§ INSTRUCTIONS TO FOLLOW:
Render the records that open with the line containing "label: window pane" and close with the line containing "(72, 0), (624, 109)", both included, as a JSON list of strings with one string per line and blank lines left out.

§ DATASET RECORDS:
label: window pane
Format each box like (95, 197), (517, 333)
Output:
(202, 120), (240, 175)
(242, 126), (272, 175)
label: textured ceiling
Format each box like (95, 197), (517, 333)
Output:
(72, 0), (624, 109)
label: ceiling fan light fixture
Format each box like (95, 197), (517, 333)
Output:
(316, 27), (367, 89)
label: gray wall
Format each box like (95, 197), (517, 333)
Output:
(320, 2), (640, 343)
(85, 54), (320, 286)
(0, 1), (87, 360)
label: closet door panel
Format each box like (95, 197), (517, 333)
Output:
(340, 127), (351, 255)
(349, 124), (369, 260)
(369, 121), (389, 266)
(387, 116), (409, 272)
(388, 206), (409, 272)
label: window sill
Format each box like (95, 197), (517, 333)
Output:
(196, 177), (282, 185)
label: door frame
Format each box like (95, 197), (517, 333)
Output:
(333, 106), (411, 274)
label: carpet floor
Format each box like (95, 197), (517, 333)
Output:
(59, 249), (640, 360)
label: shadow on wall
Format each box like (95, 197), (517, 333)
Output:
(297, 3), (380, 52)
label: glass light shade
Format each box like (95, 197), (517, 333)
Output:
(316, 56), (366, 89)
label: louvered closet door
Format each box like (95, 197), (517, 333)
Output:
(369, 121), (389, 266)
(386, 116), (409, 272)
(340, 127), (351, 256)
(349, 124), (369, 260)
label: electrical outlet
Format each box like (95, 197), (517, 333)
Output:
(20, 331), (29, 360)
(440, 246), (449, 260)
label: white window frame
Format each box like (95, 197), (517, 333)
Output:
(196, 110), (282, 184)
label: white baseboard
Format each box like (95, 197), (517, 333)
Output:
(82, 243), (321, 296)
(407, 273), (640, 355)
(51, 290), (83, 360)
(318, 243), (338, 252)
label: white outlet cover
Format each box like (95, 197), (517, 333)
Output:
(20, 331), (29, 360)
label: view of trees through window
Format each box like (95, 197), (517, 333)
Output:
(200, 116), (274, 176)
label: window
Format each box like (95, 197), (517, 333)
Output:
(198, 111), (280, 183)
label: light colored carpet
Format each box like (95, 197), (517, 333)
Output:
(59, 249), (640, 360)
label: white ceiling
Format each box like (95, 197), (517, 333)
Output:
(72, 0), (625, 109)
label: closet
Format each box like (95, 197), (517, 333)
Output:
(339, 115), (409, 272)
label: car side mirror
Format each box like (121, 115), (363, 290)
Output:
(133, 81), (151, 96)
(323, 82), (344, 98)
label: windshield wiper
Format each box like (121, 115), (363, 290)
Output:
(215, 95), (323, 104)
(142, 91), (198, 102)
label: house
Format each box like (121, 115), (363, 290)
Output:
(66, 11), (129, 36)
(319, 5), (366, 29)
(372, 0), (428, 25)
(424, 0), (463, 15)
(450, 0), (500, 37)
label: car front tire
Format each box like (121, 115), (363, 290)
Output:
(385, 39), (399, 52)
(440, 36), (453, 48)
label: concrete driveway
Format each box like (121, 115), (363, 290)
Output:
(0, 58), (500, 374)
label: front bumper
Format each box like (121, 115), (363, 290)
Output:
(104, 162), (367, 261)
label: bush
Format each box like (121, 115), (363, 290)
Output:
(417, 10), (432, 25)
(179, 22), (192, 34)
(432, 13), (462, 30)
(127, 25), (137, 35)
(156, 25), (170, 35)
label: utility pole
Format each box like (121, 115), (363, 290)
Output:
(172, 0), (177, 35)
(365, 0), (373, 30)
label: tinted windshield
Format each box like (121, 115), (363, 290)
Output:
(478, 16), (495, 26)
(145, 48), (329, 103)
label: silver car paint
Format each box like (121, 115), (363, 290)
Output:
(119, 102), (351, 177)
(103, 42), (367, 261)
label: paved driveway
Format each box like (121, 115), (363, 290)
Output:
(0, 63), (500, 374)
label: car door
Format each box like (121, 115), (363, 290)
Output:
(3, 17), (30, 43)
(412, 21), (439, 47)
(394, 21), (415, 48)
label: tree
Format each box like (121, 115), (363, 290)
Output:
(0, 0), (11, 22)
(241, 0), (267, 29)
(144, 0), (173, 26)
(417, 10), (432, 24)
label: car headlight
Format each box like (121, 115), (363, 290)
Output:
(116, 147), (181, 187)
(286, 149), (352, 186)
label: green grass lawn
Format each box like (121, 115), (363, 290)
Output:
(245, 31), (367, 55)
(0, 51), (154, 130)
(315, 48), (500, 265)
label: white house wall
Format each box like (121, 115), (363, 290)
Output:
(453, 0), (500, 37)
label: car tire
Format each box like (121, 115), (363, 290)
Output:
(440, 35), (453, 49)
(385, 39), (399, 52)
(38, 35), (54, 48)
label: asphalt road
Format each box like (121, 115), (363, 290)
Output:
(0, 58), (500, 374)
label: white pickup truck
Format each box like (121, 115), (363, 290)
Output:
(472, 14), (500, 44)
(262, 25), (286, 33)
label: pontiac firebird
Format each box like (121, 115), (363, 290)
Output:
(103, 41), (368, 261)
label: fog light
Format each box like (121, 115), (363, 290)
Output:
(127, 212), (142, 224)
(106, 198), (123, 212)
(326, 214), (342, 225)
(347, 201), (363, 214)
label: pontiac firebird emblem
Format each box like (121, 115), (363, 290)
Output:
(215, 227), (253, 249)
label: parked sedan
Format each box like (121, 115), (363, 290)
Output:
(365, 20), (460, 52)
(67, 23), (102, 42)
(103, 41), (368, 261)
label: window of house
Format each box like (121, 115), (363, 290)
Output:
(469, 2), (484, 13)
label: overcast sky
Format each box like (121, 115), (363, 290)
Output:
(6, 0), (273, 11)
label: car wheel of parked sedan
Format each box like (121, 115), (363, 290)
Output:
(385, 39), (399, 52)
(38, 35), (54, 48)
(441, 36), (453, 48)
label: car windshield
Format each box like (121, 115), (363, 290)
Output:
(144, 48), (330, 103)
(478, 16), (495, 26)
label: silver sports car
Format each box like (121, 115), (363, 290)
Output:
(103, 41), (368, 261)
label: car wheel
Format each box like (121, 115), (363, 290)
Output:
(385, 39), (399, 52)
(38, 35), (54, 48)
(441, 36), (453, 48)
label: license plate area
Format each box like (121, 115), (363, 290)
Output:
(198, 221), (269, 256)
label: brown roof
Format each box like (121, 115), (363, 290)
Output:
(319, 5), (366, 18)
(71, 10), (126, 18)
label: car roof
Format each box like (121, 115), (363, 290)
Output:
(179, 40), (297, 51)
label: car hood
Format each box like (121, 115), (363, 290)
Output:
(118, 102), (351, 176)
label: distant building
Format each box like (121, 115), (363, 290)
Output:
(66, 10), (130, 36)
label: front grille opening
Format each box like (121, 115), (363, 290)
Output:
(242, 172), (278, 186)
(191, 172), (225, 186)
...
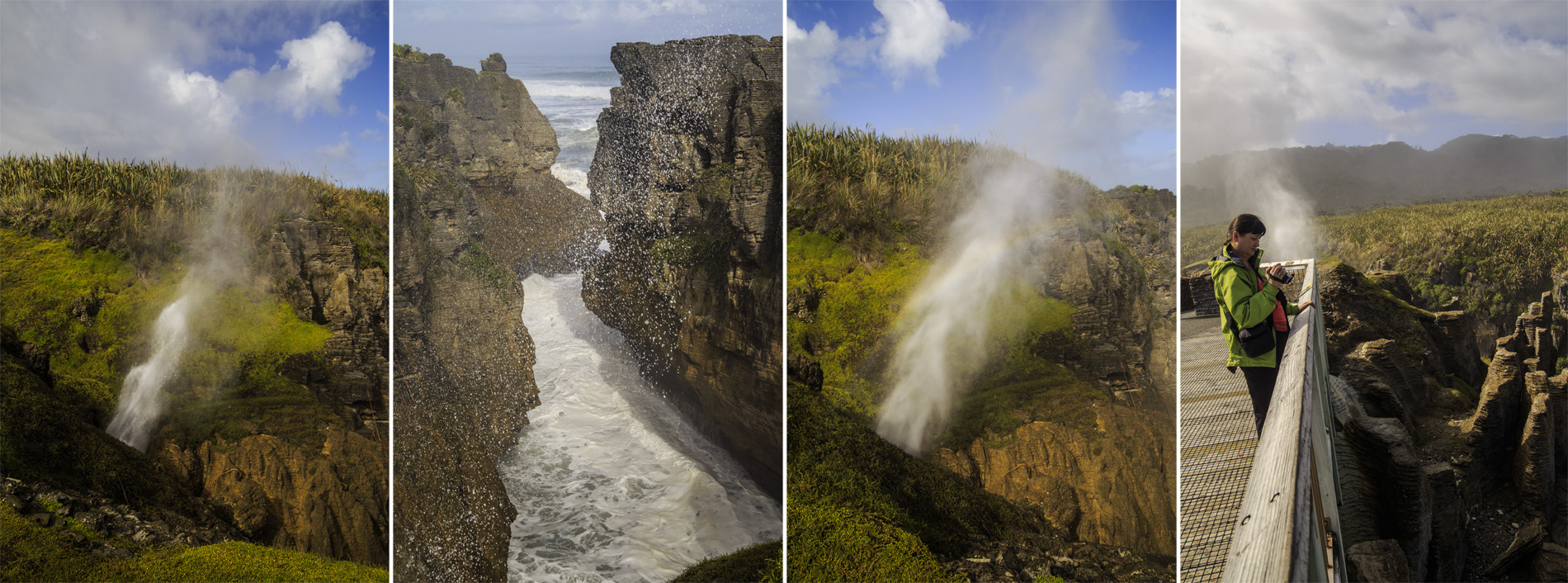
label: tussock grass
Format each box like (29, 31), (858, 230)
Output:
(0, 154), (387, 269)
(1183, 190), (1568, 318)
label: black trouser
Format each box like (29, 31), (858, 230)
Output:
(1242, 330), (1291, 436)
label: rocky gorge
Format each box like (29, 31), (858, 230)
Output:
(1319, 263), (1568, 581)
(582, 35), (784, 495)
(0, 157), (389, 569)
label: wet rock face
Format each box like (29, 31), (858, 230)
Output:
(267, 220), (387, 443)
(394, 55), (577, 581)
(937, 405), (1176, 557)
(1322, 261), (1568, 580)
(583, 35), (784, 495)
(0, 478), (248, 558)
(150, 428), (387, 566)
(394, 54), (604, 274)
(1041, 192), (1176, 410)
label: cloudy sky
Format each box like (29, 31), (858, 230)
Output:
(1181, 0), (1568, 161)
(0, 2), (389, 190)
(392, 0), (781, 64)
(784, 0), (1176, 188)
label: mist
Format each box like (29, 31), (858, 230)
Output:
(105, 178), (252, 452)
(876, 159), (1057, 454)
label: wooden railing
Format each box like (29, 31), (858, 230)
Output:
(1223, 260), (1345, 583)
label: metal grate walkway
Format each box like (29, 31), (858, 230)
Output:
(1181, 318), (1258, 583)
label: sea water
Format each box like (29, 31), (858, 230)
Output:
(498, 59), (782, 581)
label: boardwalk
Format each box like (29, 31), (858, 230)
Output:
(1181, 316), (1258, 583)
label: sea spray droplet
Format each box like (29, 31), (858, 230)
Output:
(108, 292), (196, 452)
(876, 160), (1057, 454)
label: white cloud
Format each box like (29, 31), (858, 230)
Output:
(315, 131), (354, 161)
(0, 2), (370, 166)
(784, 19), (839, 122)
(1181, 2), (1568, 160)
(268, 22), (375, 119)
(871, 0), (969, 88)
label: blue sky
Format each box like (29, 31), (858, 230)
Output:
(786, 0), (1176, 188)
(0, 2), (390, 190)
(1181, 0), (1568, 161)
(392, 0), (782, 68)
--
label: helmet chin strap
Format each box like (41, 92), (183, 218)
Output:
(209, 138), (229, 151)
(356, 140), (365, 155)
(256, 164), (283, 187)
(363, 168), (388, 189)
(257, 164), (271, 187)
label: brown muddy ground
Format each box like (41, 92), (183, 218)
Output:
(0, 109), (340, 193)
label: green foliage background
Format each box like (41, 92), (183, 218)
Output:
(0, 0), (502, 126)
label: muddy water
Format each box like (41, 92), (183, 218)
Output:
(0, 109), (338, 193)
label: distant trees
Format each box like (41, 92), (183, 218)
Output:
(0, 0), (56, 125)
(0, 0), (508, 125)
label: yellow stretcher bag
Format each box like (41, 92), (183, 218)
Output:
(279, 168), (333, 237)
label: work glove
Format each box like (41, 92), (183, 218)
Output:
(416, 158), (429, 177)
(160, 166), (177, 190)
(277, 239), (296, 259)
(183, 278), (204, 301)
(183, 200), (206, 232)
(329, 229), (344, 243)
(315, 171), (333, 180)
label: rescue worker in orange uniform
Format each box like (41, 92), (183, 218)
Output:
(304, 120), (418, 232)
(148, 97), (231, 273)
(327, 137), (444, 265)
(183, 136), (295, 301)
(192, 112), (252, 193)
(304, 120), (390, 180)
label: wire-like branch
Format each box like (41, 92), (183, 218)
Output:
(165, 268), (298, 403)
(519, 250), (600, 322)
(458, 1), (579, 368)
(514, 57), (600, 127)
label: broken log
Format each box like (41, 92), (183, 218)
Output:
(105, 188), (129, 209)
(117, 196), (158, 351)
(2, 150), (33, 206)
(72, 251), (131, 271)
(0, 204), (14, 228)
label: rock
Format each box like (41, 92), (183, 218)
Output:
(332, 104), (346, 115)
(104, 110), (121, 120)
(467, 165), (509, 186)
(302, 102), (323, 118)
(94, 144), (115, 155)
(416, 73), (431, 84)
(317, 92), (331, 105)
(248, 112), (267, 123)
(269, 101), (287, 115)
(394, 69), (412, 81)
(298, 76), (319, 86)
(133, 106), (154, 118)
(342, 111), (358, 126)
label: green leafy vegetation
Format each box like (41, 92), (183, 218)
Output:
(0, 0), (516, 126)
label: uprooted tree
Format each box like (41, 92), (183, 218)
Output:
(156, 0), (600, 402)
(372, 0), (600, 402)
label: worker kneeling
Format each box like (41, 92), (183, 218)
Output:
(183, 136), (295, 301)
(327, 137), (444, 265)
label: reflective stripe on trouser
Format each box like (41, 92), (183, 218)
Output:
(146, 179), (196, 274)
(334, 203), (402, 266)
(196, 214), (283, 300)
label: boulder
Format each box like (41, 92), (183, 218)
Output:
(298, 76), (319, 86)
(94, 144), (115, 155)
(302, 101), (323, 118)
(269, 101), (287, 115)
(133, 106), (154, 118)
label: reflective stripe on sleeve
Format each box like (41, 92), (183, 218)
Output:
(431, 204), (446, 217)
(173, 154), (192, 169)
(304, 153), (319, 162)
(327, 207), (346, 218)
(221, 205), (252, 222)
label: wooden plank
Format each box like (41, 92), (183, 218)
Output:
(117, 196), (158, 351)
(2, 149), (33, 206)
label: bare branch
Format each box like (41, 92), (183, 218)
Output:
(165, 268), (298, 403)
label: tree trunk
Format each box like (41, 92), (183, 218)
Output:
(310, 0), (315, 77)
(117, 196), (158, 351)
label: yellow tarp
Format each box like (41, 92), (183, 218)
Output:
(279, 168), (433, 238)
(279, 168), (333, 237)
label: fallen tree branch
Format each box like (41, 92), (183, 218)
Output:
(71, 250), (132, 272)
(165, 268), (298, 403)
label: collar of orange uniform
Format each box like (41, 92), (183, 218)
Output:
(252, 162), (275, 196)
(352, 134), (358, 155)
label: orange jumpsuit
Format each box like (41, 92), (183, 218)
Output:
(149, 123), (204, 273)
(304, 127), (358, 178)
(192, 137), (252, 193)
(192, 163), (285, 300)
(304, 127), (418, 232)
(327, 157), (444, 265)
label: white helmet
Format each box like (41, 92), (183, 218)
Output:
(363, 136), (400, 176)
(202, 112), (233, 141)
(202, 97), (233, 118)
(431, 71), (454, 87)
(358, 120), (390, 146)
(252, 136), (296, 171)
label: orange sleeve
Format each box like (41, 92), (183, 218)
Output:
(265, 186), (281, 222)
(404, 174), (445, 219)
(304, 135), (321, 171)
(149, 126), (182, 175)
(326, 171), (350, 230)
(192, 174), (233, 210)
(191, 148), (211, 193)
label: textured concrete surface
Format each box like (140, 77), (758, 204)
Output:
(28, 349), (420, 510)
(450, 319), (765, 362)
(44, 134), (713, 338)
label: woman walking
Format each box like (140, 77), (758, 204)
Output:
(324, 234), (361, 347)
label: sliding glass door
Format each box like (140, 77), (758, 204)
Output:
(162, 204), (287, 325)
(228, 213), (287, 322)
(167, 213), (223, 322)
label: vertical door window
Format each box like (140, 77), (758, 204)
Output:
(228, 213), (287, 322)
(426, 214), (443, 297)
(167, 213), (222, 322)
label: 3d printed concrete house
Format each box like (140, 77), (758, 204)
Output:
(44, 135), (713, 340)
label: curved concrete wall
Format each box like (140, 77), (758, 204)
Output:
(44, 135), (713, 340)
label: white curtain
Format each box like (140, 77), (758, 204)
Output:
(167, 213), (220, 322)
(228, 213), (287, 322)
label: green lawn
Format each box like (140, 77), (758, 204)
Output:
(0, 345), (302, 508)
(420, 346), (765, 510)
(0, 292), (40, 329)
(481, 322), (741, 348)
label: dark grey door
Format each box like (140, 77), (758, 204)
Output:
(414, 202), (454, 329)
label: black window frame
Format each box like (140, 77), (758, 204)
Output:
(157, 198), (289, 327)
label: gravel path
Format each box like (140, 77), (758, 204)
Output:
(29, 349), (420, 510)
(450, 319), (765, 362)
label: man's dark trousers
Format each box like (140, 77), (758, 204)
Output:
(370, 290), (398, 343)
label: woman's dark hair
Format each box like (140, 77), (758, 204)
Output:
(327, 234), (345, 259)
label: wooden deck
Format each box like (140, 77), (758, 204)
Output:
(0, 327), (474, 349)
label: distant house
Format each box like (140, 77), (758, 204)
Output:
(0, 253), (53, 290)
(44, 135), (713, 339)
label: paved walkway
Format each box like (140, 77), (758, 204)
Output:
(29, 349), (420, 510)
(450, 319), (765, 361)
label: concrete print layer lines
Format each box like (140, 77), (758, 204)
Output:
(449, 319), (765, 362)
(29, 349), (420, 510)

§ CORRECT ANSWER:
[
  "label: window pane",
  "Format each box like (95, 197), (517, 333)",
  "Output:",
  "(202, 120), (240, 175)",
  "(242, 126), (272, 175)",
  "label: textured ceiling",
  "Format each box like (95, 197), (517, 333)",
  "Output:",
  "(72, 0), (624, 109)"
]